● Excerpt:
☆ ☆ ☆ ☆

Nighttime artificial outdoor lighting was associated with impaired glucose control and increased diabetes risk, a cross-sectional study in China showed.
In a nationally representative sample of 98,658 adults, the prevalence of diabetes was 28% higher among people exposed to the greatest levels of artificial outdoor light compared with those who had the least exposure (adjusted prevalence ratio [PR] 1.28, 95% CI 1.03-1.60), reported Yu Xu, PhD, of the Shanghai Jiaotong University School of Medicine, and colleagues in Diabetologia.
Each quintile increase of artificial light exposure was associated with a 7% increase in diabetes prevalence (adjusted PR 1.07, 95% CI 1.02-1.12). Artificial light exposure also was linked with higher HbA1c and fasting glucose levels as well as reductions in beta cell function, Xu’s group said.
“The current study is the largest epidemiological study to test the hypothesis that increased exposure to outdoor LAN [light at night] is associated with a higher possibility of developing hyperglycemia, insulin resistance, and diabetes,” the researchers wrote.
“Our findings contribute to the growing literature suggesting that LAN is detrimental to health and demonstrate that LAN may be a potential novel risk factor for diabetes,” Xu and co-authors added.
The findings also may have global implications, they suggested: more than 80% of the world’s population and 99% of Americans and Europeans live under light-polluted skies, according to a recent study.
Exposure to artificial light at night may increase metabolic disease risk by disrupting circadian rhythms, the researchers noted. This disruption can lead to changes in physiological and metabolic factors including activity levels, body temperature, food intake, lipid profile, insulin sensitivity, glucose metabolism, and levels of plasma melatonin, glucocorticoids, and fatty acids, they said.
Previous studies have tied artificial outdoor light to health problems such as obesity, psychiatric disorders, and cancer. A prospective study of older adults in Hong Kong, for example, linked artificial light with an increased risk of hospitalization or death from coronary heart disease. Few studies, however, have examined a link with diabetes, Xu’s group observed.

☆ ☆ ☆ ☆

● Information provided:
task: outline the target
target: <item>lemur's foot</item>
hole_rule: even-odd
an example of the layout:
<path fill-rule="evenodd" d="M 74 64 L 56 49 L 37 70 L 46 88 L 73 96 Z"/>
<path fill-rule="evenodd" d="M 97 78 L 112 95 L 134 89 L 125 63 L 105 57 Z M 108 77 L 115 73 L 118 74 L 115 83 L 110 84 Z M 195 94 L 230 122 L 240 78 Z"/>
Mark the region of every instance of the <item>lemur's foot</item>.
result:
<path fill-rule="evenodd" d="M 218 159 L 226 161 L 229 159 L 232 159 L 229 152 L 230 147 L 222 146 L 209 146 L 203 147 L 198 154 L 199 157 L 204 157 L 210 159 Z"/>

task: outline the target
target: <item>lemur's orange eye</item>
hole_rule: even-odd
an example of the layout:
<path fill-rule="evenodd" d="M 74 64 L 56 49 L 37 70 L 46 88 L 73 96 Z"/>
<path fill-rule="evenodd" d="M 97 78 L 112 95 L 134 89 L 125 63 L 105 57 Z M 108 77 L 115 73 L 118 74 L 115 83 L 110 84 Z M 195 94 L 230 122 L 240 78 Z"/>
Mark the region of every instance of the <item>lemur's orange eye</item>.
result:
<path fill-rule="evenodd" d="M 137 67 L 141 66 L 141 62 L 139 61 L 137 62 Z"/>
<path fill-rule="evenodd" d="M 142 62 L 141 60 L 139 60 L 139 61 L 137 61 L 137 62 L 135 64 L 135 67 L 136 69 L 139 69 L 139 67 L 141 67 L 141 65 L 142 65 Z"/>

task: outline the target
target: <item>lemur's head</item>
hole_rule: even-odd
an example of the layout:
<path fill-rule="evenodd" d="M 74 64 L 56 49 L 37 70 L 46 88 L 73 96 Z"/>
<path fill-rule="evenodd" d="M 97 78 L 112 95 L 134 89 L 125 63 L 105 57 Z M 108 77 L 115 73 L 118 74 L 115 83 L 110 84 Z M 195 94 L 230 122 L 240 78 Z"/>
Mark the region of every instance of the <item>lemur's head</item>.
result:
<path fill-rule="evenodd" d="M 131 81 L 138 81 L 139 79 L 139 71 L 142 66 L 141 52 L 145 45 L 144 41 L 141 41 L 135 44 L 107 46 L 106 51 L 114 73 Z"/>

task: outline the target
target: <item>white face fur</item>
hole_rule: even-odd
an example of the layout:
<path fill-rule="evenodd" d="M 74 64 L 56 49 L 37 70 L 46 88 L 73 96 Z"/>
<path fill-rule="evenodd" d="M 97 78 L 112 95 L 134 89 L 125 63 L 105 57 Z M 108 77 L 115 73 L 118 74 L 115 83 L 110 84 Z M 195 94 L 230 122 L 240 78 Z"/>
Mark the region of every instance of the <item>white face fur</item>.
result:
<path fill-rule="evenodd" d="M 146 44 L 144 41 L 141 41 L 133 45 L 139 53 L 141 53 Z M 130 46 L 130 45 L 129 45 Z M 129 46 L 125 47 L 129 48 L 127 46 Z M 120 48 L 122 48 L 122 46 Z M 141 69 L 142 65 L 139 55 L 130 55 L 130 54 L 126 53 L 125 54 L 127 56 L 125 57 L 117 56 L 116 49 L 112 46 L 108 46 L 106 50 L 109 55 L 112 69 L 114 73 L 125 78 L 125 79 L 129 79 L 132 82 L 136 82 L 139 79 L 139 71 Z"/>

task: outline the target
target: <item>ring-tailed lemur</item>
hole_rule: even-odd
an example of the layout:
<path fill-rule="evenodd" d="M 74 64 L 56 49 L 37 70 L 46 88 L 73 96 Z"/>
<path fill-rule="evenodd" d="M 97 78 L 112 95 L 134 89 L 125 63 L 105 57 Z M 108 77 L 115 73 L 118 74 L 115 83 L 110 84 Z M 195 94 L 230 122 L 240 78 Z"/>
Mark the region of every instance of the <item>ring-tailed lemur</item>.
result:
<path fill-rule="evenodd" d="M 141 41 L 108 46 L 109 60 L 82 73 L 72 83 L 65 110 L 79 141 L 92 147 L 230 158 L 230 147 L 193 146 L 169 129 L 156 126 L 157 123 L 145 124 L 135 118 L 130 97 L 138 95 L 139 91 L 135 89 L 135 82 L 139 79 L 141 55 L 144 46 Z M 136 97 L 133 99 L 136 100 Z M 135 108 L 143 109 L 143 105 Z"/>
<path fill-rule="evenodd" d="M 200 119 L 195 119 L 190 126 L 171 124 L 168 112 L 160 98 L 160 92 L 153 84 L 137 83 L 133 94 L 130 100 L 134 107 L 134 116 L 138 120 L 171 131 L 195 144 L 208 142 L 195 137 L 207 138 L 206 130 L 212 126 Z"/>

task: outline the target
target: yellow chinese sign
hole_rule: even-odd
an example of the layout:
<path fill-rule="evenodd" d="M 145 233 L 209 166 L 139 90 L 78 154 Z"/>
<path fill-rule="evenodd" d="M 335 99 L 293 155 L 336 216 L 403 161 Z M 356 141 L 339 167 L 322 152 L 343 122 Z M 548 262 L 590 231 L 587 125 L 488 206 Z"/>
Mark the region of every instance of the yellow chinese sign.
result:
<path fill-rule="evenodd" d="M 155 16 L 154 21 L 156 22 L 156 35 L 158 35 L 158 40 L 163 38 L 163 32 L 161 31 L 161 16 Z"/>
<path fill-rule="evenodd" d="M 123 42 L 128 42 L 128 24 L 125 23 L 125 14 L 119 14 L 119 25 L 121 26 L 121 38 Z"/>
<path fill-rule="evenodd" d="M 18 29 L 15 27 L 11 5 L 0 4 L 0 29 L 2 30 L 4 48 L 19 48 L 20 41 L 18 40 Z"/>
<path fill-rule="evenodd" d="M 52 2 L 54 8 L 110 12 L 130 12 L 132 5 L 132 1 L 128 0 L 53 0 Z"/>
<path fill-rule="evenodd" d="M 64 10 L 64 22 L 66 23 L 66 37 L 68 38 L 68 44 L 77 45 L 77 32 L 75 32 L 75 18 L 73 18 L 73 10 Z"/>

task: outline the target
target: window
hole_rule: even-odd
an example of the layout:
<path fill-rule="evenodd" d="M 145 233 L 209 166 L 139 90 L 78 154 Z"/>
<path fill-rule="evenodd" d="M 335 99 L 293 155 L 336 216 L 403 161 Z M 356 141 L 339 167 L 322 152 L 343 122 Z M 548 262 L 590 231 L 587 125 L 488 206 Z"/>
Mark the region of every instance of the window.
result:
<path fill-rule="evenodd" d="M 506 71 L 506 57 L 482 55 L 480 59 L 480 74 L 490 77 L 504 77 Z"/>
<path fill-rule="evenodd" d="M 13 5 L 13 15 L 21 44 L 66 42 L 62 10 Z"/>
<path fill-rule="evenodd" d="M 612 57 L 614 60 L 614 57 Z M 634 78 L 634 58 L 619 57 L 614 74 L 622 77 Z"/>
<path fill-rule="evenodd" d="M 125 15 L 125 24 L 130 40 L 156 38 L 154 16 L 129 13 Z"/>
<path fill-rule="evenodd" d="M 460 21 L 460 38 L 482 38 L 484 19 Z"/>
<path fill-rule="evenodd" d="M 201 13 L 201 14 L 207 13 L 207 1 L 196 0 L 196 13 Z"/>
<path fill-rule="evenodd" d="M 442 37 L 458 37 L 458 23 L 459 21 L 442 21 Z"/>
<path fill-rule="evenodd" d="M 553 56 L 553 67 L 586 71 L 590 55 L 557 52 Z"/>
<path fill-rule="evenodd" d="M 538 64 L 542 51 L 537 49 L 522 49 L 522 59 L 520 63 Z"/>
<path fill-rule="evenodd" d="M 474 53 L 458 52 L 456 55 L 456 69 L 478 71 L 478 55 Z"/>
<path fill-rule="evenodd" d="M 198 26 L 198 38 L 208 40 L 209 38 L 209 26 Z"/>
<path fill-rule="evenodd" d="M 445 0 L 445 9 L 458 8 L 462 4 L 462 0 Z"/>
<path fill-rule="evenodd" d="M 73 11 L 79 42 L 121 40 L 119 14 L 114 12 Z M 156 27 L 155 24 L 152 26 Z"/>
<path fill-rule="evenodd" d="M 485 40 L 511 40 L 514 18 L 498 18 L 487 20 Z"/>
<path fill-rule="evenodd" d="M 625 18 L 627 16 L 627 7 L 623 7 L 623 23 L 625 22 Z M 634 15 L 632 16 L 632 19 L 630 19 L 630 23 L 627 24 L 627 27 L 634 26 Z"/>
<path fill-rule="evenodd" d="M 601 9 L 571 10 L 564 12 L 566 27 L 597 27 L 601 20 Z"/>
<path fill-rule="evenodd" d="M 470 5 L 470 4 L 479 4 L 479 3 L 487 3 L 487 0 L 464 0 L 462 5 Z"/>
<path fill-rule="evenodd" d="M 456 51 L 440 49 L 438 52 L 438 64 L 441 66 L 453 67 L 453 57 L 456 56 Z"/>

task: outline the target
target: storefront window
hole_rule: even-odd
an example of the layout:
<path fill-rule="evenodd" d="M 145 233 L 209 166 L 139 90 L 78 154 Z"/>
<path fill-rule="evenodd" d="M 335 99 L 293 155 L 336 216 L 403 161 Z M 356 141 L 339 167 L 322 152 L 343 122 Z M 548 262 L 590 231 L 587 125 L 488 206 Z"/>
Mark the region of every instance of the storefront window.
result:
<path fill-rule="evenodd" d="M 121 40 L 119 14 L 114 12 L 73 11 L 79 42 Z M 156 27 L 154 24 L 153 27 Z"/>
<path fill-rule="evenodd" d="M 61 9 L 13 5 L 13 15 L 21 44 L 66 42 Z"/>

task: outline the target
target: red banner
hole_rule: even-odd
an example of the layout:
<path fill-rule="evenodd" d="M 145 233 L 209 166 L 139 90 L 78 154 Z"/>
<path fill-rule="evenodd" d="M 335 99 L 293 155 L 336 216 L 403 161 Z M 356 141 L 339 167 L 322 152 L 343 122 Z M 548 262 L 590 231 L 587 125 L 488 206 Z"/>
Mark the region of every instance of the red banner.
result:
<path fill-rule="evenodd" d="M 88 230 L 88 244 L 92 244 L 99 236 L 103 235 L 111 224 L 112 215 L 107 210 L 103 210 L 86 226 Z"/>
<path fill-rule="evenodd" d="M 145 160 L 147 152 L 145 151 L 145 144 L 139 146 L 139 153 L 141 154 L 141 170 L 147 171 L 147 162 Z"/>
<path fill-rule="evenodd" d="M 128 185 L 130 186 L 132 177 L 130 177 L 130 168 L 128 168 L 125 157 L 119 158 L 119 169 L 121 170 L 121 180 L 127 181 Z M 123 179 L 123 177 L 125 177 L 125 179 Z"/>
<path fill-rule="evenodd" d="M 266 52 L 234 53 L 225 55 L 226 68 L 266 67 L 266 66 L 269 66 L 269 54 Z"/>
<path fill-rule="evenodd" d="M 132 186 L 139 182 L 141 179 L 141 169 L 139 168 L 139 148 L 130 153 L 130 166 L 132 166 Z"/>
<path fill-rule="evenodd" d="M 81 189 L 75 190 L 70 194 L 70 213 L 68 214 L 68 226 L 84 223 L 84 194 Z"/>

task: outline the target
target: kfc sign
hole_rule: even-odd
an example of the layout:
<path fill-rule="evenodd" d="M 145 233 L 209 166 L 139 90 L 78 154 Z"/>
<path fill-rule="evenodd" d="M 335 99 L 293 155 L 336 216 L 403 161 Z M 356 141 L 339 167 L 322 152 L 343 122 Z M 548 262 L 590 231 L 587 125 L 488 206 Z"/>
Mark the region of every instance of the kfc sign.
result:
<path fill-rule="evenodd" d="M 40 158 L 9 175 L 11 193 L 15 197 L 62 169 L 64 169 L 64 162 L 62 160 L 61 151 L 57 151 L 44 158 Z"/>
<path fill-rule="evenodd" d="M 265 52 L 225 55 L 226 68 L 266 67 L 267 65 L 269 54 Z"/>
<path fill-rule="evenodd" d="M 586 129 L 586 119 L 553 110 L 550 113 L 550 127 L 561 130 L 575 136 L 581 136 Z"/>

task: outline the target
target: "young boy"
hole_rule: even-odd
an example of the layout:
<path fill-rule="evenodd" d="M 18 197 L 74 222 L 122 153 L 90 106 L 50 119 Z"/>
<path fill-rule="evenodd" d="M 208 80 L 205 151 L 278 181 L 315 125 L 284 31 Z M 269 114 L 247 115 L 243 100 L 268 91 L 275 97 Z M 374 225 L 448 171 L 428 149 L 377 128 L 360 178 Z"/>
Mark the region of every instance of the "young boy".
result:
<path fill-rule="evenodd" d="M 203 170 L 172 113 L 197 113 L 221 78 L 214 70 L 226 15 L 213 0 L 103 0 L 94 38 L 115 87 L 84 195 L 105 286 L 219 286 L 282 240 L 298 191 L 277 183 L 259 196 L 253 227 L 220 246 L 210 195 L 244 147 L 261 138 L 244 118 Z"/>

☆ ☆ ☆ ☆

● Exercise requirements:
1/ Answer each question from the article on outdoor light at night and diabetes, one line per answer:
(a) How many adults were in the nationally representative sample?
(b) What increase in diabetes prevalence accompanied each quintile increase of artificial light exposure?
(c) Where was the prospective study of older adults that linked artificial light with coronary heart disease carried out?
2/ Do these statements agree with the article on outdoor light at night and diabetes? Answer yes or no for each, and quote the deciding words.
(a) The findings were reported in Diabetologia.
(b) More than 80% of the world's population lives under light-polluted skies.
(c) Many earlier studies have examined a link between artificial outdoor light and diabetes.
3/ Resume the article on outdoor light at night and diabetes after its last sentence.

● Responses to the exercise:
1/
(a) 98,658 adults
(b) A 7% increase (adjusted PR 1.07, 95% CI 1.02-1.12)
(c) Hong Kong

2/
(a) Yes: "reported Yu Xu, PhD, of the Shanghai Jiaotong University School of Medicine, and colleagues in Diabetologia"
(b) Yes: "more than 80% of the world’s population and 99% of Americans and Europeans live under light-polluted skies"
(c) No: "Few studies, however, have examined a link with diabetes"

3/
Xu and colleagues used satellite data from the U.S. Defense Meteorological Satellite Program that contained annual composite images of outdoor light at night excluding sun and moon luminance, clouds, atmospheric lighting, and ephemeral events such as fires. “Although these images capture only a fraction of the light originating from the Earth’s surface, they represent the relative intensity of night-time illumination at ground level,” the researchers said.
Study participants came from the China Noncommunicable Disease Surveillance Study. Conducted in 2010, this survey included individuals in 162 study sites in all 31 provinces, autonomous regions, and municipalities of mainland China. Participants were 18 or older and had lived in their current residence for at least 6 months.
Participants were assigned a category of light exposure based on geographic region. Diabetes was defined by American Diabetes Association criteria. Insulin resistance was assessed by HOMA-IR and beta cell function by HOMA-B.
Mean age of participants was about 43 and 49.2% were women. Participants in higher quintiles of outdoor light exposure were more likely to be older, have a higher body-mass index (BMI) and household income, and live in an urban area. Those in lower quintiles of outdoor lighting reported higher levels of physical activity and fewer years of education.
Findings were adjusted for age, sex, education, smoking status, alcohol use, physical activity, family history of diabetes, household income, urban vs rural location, antihypertensive medications, lipid-lowering medications, and BMI.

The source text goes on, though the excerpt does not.